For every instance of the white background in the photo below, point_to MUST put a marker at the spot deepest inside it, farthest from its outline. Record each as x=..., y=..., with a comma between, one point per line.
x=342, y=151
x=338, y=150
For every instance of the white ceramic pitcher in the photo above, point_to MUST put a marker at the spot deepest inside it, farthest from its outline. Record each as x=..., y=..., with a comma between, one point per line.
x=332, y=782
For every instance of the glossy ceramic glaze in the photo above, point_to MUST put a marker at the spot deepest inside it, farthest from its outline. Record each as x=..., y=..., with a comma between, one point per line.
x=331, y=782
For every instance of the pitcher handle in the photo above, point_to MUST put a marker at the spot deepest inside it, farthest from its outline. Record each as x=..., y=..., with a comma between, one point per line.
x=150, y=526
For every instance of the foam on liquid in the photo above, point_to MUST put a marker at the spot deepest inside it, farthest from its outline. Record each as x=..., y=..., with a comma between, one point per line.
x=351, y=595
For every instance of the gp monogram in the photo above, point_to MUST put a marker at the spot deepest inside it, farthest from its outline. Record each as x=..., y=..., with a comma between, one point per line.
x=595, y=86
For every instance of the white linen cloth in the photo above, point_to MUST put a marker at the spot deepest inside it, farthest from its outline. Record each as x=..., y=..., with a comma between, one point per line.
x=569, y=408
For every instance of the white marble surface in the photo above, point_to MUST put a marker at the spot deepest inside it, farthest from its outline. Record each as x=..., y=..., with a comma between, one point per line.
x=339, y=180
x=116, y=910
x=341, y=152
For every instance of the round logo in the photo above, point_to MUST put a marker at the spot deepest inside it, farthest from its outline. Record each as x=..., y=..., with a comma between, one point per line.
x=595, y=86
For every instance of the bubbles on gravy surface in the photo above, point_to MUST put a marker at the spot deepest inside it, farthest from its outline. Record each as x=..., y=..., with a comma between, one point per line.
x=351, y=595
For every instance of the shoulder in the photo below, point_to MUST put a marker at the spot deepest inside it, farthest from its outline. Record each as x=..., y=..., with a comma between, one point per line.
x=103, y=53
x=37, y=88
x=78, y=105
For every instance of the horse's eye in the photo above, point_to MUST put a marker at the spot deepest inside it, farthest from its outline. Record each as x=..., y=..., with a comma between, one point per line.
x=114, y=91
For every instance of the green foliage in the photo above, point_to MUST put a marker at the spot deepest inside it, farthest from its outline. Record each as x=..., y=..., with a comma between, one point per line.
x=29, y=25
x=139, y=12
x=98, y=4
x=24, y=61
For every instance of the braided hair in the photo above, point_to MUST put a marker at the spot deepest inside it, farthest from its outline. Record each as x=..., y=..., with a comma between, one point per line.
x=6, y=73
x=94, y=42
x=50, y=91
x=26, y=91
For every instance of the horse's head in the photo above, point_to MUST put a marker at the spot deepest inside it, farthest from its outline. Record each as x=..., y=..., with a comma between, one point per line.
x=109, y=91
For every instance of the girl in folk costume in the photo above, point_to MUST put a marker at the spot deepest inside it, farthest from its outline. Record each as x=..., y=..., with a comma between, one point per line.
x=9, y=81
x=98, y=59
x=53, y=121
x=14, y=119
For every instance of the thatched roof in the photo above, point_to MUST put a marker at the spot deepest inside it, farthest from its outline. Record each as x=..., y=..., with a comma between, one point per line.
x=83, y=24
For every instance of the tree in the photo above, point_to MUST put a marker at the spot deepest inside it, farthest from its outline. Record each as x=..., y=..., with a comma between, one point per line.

▸ TASK STATEMENT:
Copy out all of the records above word for word, changing nothing.

▸ WORKED ANSWER:
For every instance of the white background in the photo below, point_to MUST put a marker at the spot deepest inside it, farthest from its outline. Record each as x=..., y=..., with a comma between, one point per line.
x=342, y=151
x=338, y=150
For every instance of the white ceramic pitcher in the photo above, point_to MUST put a marker at the spot deepest inside it, farthest from its outline. Record each as x=..., y=..., with a comma between, one point per line.
x=332, y=782
For every instance of the glossy ceramic glaze in the photo above, point_to MUST put a marker at the spot deepest inside it, farthest from its outline. Record each as x=..., y=..., with a comma between, one point per line.
x=331, y=782
For every instance of the pitcher handle in the photo above, point_to MUST put a marker at the spot deepest inside it, farthest from its outline. Record each as x=..., y=..., with a comma between, one point per line.
x=150, y=526
For every instance of the foam on liquid in the photo above, point_to MUST put a marker at the spot deepest inside it, farthest from its outline. Record each as x=..., y=..., with a comma between, one point per line.
x=351, y=595
For every instance of the gp monogram in the photo above, point_to MUST put a marker at the spot deepest inside it, farthest from its outline. Record each as x=..., y=..., with a comma between, one point per line.
x=595, y=86
For every instance of the white linen cloth in the photo above, point_to MUST put a marker at the spot deepest inside it, farthest from its outline. Record each as x=..., y=..., with a comma between, one point per line.
x=569, y=408
For every instance of the white marble surface in the photo above, point_to MUST put a marker at the spot deepest inside it, farthest from its outline. Record each as x=..., y=..., with a comma between, one point per line.
x=339, y=180
x=116, y=910
x=341, y=152
For every instance of the round logo in the photo above, point_to MUST put a marker at the spot deepest inside it, farthest from its outline. Record each as x=..., y=..., with a comma between, one point per line.
x=595, y=86
For every instance of the bubbles on gravy surface in the photo above, point_to MUST put a marker at the spot deepest inside it, farthest from its outline. Record each as x=..., y=..., with a comma between, one point per line.
x=351, y=595
For every instance of the shoulder in the photo below, point_to MUST put a marker at the spot deepest inside it, farthest from its outline. Record each as x=..., y=..., with a comma between, one point per line.
x=103, y=53
x=37, y=88
x=78, y=105
For every instance of the horse's eye in the photo above, point_to MUST put a marker at the spot deepest inside it, farthest from its outline. Record each as x=..., y=..., with a comma between, one point per line.
x=114, y=91
For every instance of the green foliage in the photo above, point_to MUST put a marker at the spot deepest inside it, farthest from its outline. Record each as x=..., y=..., with a comma between, one point per line.
x=29, y=25
x=139, y=12
x=98, y=4
x=24, y=61
For every instance of the braided hair in the photo above, point_to MUST put a marker at the spot deepest inside it, farthest from its outline. Record each as x=..., y=..., with a comma between, one point per line.
x=6, y=73
x=94, y=42
x=50, y=91
x=26, y=91
For every instance of the horse's head in the photo above, point_to MUST put a marker at the spot deepest inside it, farthest from its outline. Record each as x=..., y=..., with a comma between, one point per line.
x=109, y=91
For every instance of the girl in folk costume in the photo above, point_to MUST put a marker at the spot deepest inside it, farthest from its outline. Record each as x=..., y=..., with a comma between, one point per line.
x=9, y=81
x=98, y=59
x=53, y=121
x=14, y=119
For every instance of the thatched roof in the photo above, point_to MUST put a marker at the spot deepest inside it, farthest from its outline. Record each as x=..., y=..., with a comma between, one point per line.
x=83, y=24
For every instance of the tree in the photo above, point_to MUST put a marker at the spot deepest inside it, farthest from its outline. Record each as x=..., y=..., with a comma between, one point per line.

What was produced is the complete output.